··· SUPPLIED RECORDS
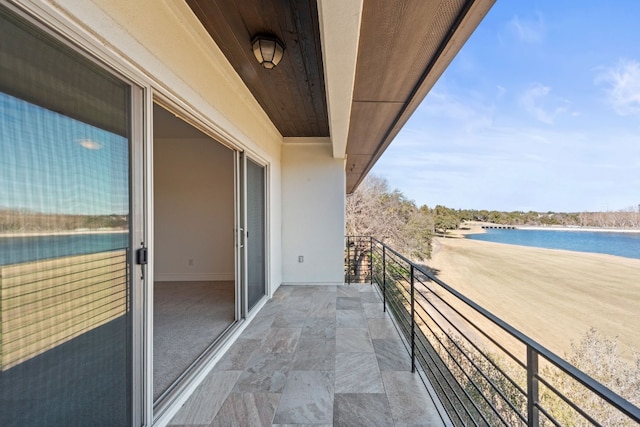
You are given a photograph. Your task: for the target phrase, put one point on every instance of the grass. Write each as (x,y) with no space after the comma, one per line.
(553,296)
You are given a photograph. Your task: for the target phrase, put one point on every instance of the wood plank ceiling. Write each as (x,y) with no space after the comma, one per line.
(400,42)
(293,93)
(404,46)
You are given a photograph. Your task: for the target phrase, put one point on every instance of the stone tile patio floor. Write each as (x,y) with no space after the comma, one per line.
(314,355)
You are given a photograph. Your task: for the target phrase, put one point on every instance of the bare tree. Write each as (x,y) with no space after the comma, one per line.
(374,210)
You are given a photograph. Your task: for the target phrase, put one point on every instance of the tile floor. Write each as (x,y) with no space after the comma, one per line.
(314,356)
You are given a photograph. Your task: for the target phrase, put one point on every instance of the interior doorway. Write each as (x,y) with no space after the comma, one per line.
(195,294)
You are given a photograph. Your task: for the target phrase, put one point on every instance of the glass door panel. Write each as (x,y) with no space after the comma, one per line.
(255,232)
(65,276)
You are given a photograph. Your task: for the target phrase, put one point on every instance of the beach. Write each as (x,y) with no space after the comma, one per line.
(553,296)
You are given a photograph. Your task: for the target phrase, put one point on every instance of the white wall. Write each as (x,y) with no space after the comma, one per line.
(313,199)
(162,45)
(193,209)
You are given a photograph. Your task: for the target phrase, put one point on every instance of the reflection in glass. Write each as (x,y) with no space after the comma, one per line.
(65,324)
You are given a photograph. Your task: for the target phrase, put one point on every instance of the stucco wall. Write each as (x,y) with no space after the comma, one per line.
(313,199)
(194,208)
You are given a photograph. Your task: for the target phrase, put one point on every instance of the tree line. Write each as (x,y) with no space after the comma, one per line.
(374,209)
(25,221)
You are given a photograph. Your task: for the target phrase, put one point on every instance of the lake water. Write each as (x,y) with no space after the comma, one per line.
(612,243)
(14,250)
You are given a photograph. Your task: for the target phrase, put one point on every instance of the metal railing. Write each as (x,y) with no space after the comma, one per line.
(484,371)
(45,303)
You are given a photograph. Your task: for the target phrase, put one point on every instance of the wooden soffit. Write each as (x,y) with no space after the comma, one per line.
(404,47)
(293,93)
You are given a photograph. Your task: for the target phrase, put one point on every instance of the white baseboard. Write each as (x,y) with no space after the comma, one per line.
(194,277)
(312,283)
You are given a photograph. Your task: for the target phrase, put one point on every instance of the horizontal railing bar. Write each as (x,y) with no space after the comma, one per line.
(548,416)
(469,398)
(464,354)
(567,401)
(459,399)
(604,392)
(477,328)
(470,341)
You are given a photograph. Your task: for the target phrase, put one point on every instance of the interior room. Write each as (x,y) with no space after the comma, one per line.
(194,281)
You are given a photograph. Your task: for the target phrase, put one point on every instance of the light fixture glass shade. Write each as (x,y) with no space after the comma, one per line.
(268,51)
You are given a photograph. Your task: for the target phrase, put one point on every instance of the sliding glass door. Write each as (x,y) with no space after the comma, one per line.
(66,233)
(252,231)
(256,250)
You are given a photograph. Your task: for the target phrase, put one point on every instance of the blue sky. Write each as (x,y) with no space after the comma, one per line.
(539,111)
(52,163)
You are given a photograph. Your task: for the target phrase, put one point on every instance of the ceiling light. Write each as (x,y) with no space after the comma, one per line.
(268,50)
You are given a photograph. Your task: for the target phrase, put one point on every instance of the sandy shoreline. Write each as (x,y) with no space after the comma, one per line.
(63,233)
(476,227)
(553,296)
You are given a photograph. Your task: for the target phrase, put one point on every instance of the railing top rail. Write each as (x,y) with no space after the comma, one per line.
(604,392)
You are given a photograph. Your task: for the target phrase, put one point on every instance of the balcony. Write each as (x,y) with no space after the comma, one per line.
(396,346)
(321,355)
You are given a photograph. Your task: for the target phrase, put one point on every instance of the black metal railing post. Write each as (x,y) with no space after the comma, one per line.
(384,278)
(348,261)
(413,322)
(533,416)
(371,260)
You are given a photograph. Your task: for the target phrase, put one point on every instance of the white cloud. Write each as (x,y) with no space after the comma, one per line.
(528,31)
(538,101)
(623,87)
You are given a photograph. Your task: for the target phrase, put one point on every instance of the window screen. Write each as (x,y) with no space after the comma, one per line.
(65,323)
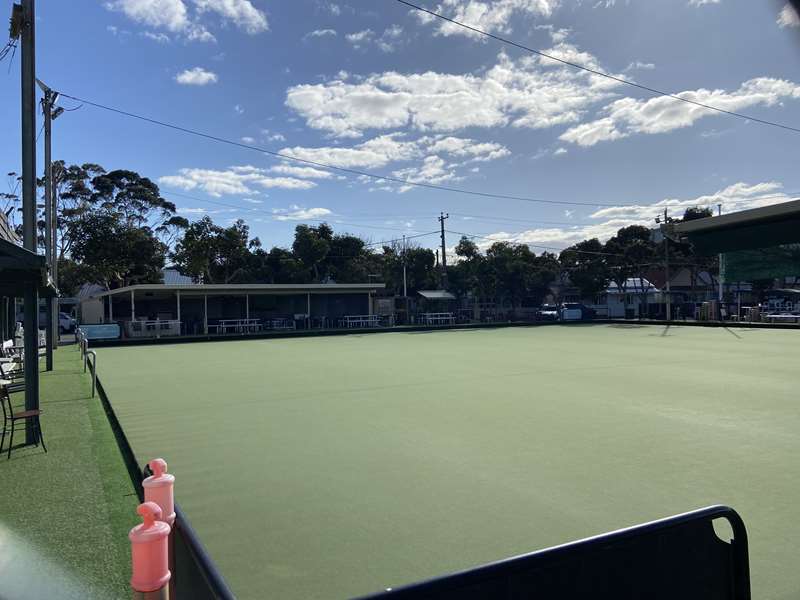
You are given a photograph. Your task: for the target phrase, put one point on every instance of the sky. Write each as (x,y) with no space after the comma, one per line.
(375,86)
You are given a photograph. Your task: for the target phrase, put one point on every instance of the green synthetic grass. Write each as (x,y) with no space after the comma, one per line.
(65,515)
(337,466)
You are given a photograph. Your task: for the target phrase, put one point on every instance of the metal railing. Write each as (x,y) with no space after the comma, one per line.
(678,557)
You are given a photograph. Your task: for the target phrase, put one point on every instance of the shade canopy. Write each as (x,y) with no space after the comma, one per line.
(764,227)
(20,268)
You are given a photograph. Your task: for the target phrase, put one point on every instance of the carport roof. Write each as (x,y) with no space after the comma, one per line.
(248,288)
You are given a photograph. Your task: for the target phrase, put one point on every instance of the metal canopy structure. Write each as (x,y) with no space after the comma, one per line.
(20,269)
(764,227)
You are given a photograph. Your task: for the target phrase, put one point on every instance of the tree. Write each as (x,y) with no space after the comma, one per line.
(115,253)
(215,254)
(587,267)
(630,253)
(311,246)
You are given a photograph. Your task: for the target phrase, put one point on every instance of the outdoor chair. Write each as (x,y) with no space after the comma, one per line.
(10,419)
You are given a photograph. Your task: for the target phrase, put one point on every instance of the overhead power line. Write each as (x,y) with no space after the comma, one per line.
(274,215)
(322,165)
(574,65)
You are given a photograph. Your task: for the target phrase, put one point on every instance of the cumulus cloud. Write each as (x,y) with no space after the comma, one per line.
(607,221)
(301,172)
(788,17)
(394,148)
(297,213)
(529,92)
(234,180)
(493,16)
(186,18)
(629,116)
(320,33)
(196,76)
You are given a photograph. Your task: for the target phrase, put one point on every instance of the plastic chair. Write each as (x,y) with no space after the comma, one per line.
(10,421)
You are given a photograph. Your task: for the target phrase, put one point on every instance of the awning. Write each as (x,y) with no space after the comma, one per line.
(436,295)
(763,227)
(21,268)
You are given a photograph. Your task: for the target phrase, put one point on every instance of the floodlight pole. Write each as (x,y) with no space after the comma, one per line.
(442,218)
(721,259)
(47,109)
(29,237)
(666,269)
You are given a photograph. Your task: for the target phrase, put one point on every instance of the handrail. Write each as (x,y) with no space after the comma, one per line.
(517,566)
(208,569)
(94,368)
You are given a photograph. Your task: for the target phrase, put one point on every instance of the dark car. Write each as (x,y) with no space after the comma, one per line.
(575,311)
(547,312)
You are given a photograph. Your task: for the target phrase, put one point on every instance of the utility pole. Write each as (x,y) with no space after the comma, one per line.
(47,103)
(27,30)
(666,268)
(50,217)
(721,263)
(442,218)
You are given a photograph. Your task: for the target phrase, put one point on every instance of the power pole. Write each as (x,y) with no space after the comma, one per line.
(666,269)
(29,237)
(50,216)
(721,259)
(442,218)
(47,104)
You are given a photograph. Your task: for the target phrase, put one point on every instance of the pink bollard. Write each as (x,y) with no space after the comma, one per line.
(158,488)
(149,550)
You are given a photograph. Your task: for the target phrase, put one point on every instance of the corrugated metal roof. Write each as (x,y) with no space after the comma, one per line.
(175,277)
(436,295)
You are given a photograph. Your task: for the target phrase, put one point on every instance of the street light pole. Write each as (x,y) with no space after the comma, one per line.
(27,29)
(47,103)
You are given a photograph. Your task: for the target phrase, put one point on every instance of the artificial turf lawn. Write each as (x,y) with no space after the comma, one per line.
(66,514)
(336,466)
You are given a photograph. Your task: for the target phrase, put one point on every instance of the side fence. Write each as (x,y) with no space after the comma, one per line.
(195,575)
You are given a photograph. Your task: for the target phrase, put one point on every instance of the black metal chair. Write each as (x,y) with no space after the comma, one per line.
(10,420)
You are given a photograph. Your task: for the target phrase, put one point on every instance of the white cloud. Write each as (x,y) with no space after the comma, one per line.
(241,13)
(493,16)
(196,76)
(788,17)
(320,33)
(393,148)
(234,180)
(302,172)
(736,197)
(167,14)
(639,65)
(529,92)
(628,116)
(175,15)
(296,213)
(161,38)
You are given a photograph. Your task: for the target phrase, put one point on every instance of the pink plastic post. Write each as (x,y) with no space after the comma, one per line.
(158,488)
(149,550)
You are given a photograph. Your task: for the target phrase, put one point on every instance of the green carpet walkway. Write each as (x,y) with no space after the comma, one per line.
(65,515)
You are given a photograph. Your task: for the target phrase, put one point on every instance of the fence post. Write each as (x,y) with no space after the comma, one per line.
(149,555)
(159,488)
(93,354)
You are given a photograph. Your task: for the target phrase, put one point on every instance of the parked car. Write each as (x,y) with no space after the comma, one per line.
(66,324)
(574,311)
(547,312)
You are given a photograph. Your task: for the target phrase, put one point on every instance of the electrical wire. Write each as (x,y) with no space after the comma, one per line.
(622,80)
(272,214)
(322,165)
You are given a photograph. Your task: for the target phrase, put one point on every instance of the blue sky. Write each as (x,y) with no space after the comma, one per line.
(370,85)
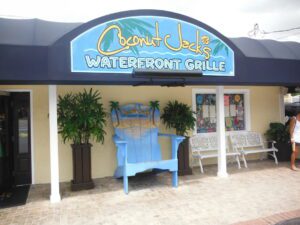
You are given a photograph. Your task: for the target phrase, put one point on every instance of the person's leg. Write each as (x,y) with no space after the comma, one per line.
(294,155)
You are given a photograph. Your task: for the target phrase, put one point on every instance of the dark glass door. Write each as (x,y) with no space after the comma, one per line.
(5,172)
(21,138)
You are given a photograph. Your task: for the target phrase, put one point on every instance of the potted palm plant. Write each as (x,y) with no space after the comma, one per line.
(279,133)
(180,117)
(81,119)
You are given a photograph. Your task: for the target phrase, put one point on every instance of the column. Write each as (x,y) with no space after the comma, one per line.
(222,165)
(54,168)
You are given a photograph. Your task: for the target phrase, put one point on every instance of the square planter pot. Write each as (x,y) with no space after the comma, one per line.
(82,179)
(183,158)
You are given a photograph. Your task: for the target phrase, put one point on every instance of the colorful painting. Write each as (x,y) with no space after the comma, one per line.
(150,43)
(206,112)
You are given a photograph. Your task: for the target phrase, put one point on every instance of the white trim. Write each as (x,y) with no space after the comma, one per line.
(222,165)
(281,105)
(31,128)
(245,92)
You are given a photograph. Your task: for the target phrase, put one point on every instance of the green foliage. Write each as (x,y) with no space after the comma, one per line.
(178,116)
(81,117)
(278,132)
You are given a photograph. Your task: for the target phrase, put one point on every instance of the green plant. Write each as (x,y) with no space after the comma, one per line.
(115,106)
(154,105)
(178,116)
(278,132)
(81,117)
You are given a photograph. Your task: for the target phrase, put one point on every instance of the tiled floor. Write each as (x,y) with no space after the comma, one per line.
(264,190)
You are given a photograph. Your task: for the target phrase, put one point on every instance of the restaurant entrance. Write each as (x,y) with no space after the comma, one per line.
(15,146)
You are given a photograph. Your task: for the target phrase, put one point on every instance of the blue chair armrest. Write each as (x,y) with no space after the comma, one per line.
(119,140)
(176,140)
(121,146)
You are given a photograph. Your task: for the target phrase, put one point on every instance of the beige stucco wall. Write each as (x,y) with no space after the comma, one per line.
(264,106)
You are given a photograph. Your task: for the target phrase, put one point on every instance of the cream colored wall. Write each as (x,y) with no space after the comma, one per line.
(264,109)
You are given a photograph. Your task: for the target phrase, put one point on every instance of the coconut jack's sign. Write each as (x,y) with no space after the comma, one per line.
(150,43)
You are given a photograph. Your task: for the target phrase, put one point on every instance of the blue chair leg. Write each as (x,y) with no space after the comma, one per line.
(175,179)
(125,184)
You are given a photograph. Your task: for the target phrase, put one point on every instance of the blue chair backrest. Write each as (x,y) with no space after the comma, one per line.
(138,125)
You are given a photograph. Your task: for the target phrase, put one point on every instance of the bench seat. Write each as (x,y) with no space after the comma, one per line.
(250,142)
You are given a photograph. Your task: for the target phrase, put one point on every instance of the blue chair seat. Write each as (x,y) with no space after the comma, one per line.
(136,139)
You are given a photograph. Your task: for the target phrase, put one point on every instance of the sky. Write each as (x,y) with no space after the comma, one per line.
(233,18)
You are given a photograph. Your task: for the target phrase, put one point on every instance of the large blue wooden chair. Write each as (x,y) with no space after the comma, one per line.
(136,139)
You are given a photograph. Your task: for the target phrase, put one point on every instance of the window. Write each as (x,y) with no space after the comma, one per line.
(236,107)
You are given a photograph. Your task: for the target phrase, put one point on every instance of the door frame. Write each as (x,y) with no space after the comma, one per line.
(31,127)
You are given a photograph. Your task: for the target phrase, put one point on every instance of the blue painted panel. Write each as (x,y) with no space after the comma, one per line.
······
GOAL →
Extract the closing run of lines, starting with the one containing "of the window." and ending at the last, exactly as written.

SOLUTION →
You are given a photograph. Your task: for the target phrase, put one point on every instance of the window. Write each as (x,y) with no space after the comma, one per line.
(236,107)
You are given a photograph. Your task: for the target phrase, put one point on every instance of the door frame. Write each as (x,y) with no space after the comma, one per line.
(31,127)
You are given a photograph. Your task: for the target phrase, put one point on every instance of the blue painted panel. Write each as (x,y) with no space after the comma, one per line.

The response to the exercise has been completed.